What you need to do |
A) Write out the Senate bill report word for word, beginning at the words "SENATE BILL REPORT" and stopping after "2/05/10 [DPS-WM, DNP].".
B) Write what comes next in the Senate bill report on mercury-containing lights, picking up after its last sentence.

Provided passage |
===

SENATE BILL REPORT
SB 5543
This analysis was prepared by non-partisan legislative staff for the use of legislative members in their deliberations. This analysis is not a part of the legislation nor does it constitute a statement of legislative intent. |
As of February 6, 2010
Title: An act relating to establishing product stewardship recycling programs for mercury-containing lights.
Brief Description: Establishing the product stewardship recycling act for mercury-containing lights.
Sponsors: Senators Pridemore, Oemig, Rockefeller, Fairley, Murray, Kline, Keiser, Shin, Regala, Franklin, McAuliffe, Fraser, Ranker and Kohl-Welles.
Brief History:
Committee Activity: Environment, Water & Energy: 1/28/09, 2/02/10, 2/05/10 [DPS-WM, DNP].

===

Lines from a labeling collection
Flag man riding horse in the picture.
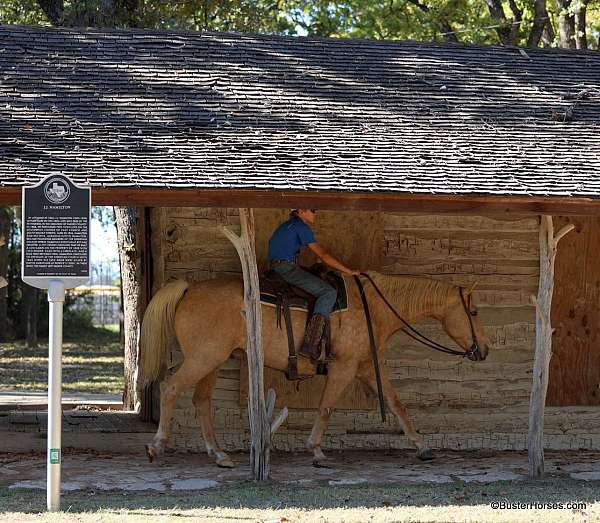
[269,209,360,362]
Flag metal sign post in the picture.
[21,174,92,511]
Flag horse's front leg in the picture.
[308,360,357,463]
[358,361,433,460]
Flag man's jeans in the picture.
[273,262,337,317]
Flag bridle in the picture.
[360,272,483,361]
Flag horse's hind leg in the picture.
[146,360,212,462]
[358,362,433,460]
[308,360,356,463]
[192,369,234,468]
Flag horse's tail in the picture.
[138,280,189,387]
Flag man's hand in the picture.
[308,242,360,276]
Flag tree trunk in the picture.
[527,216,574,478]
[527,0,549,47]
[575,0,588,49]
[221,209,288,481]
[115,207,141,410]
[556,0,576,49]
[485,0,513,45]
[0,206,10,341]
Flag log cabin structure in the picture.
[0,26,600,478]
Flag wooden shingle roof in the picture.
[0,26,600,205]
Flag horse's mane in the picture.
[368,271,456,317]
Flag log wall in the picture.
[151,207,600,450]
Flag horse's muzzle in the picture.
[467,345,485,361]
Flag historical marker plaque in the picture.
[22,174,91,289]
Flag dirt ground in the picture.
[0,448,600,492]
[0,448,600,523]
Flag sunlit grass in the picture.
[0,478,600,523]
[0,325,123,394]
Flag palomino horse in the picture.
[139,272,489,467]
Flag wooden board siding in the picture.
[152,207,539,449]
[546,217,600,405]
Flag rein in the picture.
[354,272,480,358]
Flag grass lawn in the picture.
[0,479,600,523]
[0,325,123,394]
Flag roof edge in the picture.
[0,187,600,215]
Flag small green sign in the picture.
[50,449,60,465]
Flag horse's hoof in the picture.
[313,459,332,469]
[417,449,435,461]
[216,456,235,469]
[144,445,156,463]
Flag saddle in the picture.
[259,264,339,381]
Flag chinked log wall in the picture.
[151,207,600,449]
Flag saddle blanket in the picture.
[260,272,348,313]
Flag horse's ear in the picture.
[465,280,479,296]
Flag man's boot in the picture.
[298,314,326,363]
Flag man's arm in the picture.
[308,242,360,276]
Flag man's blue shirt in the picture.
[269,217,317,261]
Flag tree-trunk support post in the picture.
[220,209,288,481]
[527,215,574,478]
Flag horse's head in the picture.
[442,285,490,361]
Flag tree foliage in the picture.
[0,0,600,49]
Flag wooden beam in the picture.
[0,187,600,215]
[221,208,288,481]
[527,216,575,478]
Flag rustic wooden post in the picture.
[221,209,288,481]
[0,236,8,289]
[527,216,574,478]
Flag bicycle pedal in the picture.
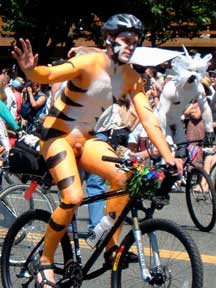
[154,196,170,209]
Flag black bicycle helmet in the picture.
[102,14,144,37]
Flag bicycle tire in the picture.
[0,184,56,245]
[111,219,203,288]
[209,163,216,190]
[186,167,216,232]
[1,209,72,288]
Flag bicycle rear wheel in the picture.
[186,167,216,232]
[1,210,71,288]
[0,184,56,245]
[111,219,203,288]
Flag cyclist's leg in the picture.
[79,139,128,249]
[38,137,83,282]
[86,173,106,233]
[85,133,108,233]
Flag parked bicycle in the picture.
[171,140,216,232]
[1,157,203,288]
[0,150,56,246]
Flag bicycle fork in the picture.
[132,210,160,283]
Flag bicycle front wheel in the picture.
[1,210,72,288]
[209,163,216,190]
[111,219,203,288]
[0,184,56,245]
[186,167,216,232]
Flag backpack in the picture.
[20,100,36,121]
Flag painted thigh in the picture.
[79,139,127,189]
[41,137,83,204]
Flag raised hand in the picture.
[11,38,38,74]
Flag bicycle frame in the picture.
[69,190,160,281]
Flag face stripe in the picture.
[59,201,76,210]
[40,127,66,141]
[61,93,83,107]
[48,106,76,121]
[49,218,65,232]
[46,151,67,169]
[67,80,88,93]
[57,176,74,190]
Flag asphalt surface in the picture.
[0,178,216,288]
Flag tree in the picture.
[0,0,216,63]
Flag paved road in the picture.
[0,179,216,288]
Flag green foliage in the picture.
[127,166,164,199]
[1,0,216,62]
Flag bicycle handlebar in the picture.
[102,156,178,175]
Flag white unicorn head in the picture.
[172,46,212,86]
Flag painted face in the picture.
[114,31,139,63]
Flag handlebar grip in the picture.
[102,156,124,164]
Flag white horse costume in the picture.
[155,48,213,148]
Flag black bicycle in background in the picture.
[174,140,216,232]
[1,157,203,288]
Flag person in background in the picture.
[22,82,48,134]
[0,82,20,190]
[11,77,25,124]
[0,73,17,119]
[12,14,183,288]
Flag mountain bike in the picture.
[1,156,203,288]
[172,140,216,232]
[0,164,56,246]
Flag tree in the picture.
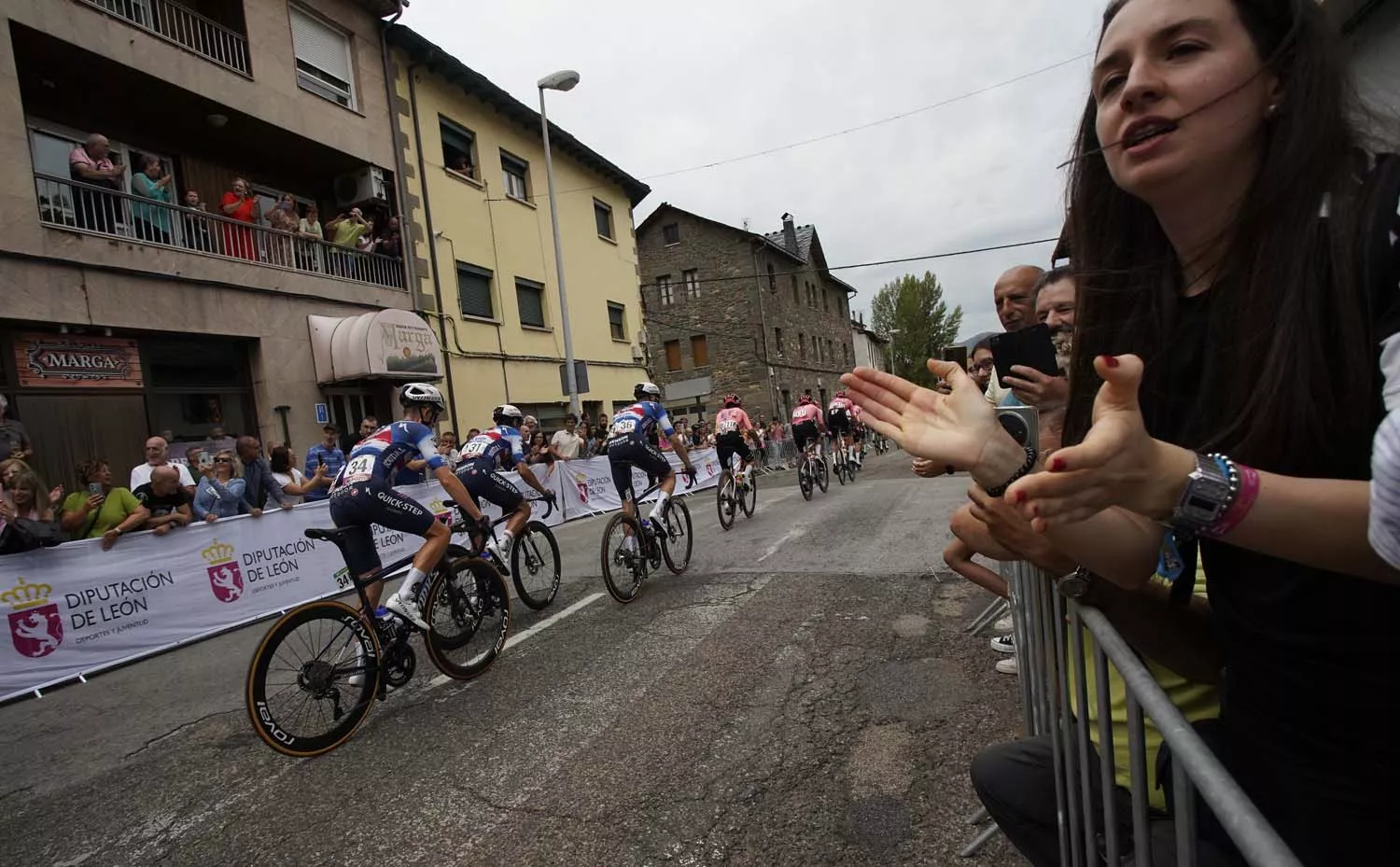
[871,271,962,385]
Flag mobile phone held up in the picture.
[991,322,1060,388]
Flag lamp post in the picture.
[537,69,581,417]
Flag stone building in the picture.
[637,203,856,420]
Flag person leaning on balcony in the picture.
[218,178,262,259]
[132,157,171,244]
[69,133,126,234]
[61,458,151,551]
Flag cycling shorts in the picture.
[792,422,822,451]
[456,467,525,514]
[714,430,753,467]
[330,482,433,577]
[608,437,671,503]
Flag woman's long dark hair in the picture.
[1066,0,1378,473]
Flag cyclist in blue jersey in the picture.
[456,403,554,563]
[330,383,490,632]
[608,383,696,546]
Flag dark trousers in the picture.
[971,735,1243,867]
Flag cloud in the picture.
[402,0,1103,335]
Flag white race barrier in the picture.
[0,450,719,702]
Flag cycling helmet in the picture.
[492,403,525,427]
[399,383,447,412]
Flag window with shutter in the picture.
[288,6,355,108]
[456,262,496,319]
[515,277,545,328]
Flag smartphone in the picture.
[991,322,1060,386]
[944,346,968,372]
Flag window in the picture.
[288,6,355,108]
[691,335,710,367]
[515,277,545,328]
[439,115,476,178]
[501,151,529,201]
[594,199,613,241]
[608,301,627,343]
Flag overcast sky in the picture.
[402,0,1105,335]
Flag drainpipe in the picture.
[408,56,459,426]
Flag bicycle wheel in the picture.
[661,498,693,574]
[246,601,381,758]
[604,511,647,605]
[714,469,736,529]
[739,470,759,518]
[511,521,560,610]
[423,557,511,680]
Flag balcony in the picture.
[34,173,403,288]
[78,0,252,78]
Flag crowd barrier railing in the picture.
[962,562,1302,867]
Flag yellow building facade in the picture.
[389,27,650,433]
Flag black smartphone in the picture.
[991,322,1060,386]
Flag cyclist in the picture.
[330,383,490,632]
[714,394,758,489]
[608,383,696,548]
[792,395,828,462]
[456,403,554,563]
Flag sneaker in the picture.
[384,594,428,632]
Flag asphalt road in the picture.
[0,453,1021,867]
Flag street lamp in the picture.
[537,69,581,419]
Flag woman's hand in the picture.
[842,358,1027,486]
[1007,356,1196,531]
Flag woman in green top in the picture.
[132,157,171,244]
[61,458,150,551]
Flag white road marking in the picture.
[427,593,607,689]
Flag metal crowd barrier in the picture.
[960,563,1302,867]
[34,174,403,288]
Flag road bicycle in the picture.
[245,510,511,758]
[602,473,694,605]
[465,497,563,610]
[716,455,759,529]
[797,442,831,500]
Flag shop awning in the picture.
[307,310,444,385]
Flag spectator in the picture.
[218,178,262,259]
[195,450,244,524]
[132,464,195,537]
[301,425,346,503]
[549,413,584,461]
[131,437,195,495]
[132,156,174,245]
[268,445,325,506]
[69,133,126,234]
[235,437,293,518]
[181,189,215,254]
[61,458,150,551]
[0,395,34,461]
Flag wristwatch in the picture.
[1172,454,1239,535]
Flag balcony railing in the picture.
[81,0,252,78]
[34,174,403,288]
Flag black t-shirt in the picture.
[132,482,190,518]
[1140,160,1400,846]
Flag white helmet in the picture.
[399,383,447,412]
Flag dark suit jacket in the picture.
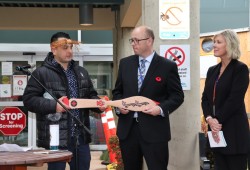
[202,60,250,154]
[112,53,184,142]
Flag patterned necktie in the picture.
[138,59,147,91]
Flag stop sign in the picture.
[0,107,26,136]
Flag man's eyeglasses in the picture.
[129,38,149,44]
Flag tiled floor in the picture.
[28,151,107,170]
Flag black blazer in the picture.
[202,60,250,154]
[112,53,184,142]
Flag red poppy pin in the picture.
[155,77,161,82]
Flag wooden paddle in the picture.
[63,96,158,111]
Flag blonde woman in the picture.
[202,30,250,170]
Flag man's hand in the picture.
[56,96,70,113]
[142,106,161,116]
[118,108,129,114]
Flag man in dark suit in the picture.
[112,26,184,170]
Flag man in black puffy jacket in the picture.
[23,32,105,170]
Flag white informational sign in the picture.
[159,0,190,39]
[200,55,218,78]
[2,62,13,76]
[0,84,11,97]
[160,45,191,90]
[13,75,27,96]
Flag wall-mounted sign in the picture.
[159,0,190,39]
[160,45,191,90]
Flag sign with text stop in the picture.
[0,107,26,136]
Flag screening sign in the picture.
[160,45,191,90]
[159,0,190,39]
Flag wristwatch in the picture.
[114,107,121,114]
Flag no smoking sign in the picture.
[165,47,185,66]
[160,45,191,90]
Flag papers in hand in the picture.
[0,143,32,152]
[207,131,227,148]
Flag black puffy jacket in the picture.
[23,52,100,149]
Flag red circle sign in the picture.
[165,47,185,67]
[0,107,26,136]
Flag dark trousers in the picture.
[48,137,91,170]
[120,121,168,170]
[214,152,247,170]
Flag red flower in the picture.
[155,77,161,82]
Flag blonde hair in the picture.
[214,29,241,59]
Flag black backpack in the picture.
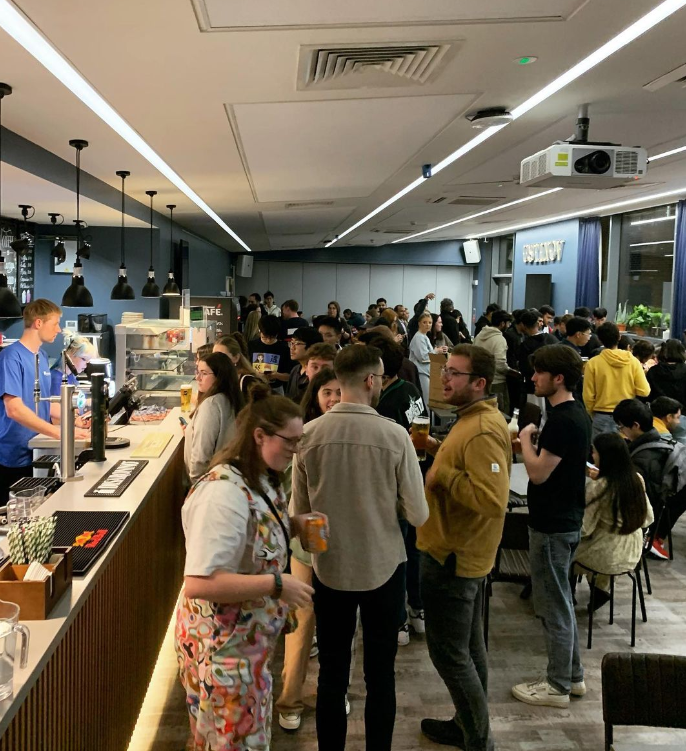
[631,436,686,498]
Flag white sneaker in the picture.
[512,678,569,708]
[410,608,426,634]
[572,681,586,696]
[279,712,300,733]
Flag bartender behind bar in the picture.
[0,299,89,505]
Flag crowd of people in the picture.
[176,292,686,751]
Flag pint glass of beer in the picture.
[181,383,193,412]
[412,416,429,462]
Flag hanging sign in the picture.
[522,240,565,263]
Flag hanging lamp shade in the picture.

===

Results of the exercise |
A)
SENATE BILL REPORT
SB 5543
This analysis was prepared by non-partisan legislative staff for the use of legislative members in their deliberations. This analysis is not a part of the legislation nor does it constitute a statement of legislative intent. |
As of February 6, 2010
Title: An act relating to establishing product stewardship recycling programs for mercury-containing lights.
Brief Description: Establishing the product stewardship recycling act for mercury-containing lights.
Sponsors: Senators Pridemore, Oemig, Rockefeller, Fairley, Murray, Kline, Keiser, Shin, Regala, Franklin, McAuliffe, Fraser, Ranker and Kohl-Welles.
Brief History:
Committee Activity: Environment, Water & Energy: 1/28/09, 2/02/10, 2/05/10 [DPS-WM, DNP].

B)
Ways & Means:
SENATE COMMITTEE ON ENVIRONMENT, WATER & ENERGY |
Majority Report: That Substitute Senate Bill No. 5543 be substituted therefor, and the substitute bill do pass and be referred to Committee on Ways & Means.
Signed by Senators Rockefeller, Chair; Pridemore, Vice Chair; Fraser, Marr, Oemig and Ranker.
Minority Report: Do not pass.
Signed by Senators Honeyford, Ranking Minority Member; Delvin and Morton.
Staff: Jan Odano (786-7486)
SENATE COMMITTEE ON WAYS & MEANS |
Staff: Maria Hovde (786-7710)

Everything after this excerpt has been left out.